(Named-object pointing records)

================================

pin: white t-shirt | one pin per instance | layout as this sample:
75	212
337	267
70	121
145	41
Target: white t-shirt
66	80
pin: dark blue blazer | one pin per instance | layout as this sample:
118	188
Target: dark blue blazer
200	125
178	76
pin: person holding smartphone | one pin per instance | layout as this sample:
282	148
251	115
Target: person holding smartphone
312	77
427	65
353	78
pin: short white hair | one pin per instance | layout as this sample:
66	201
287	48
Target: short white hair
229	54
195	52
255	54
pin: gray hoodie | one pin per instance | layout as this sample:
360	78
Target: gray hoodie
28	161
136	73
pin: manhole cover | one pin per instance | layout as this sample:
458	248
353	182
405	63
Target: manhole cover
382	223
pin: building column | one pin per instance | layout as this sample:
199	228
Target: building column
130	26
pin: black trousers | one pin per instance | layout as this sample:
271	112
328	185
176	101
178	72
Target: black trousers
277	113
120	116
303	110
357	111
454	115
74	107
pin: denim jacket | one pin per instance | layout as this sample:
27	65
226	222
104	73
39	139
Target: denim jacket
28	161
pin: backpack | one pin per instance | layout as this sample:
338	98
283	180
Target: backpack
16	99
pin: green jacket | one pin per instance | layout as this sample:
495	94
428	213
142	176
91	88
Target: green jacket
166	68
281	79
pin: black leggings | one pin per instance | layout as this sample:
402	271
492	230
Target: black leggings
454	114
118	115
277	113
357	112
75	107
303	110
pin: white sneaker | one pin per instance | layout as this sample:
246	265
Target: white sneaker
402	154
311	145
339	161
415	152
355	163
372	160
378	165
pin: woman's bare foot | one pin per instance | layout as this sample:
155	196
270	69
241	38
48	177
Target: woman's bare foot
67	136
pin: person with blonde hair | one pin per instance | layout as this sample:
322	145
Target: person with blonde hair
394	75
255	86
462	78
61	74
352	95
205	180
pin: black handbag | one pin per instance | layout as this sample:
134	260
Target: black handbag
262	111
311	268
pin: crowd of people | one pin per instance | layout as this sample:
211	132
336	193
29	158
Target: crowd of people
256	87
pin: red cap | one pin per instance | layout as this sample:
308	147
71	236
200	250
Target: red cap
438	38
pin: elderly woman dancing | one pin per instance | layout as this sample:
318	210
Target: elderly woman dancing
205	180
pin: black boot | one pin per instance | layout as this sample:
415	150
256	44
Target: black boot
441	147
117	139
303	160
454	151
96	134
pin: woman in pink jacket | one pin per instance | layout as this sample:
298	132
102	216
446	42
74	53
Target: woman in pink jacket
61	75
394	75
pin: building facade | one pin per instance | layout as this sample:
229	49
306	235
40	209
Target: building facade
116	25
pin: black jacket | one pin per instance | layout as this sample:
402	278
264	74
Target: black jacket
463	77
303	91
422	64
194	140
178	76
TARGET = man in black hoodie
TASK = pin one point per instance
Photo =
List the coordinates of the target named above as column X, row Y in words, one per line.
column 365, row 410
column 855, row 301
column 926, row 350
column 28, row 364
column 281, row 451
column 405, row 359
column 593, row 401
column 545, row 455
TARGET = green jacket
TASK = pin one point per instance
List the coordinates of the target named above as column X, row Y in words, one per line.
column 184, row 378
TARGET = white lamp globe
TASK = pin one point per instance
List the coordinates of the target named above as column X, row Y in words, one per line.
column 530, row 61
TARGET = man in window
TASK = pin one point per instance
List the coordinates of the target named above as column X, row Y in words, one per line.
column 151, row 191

================================

Written exercise: Reproduce the records from the line containing "pin: black boot" through the end of the records, both ends included.

Full response:
pin: black boot | one pin per instance | layout as this sample:
415	150
256	44
Target: black boot
441	147
117	139
303	160
454	151
96	134
pin: woman in pink jacket | one pin per instance | layout as this sample:
298	132
102	216
446	42
74	53
Target: woman in pink jacket
61	75
394	75
pin: building facade | one pin per instance | layout as this sample:
229	49
306	235
40	209
Target: building facade
116	25
pin: black jacket | one pin per instance | layout as this sample:
402	278
264	74
Target: black jacket
463	77
303	91
422	64
194	140
178	76
TARGET = man in black hoodie
TASK = pin one point per instance
Photo =
List the coordinates of the target named above as column X, row Y in words, one per line.
column 365, row 410
column 855, row 301
column 926, row 350
column 28, row 364
column 281, row 451
column 405, row 359
column 593, row 401
column 545, row 455
TARGET = green jacket
TASK = pin one point per instance
List the coordinates of the target named above as column X, row Y in words, one per line.
column 184, row 378
TARGET = white lamp globe
TASK = pin one point per instance
List the coordinates of the target named above as column X, row Y in words, one per line.
column 530, row 61
TARGET = man in window
TASK = pin one point per instance
List the coordinates of the target named above as column X, row Y in words, one per line.
column 151, row 191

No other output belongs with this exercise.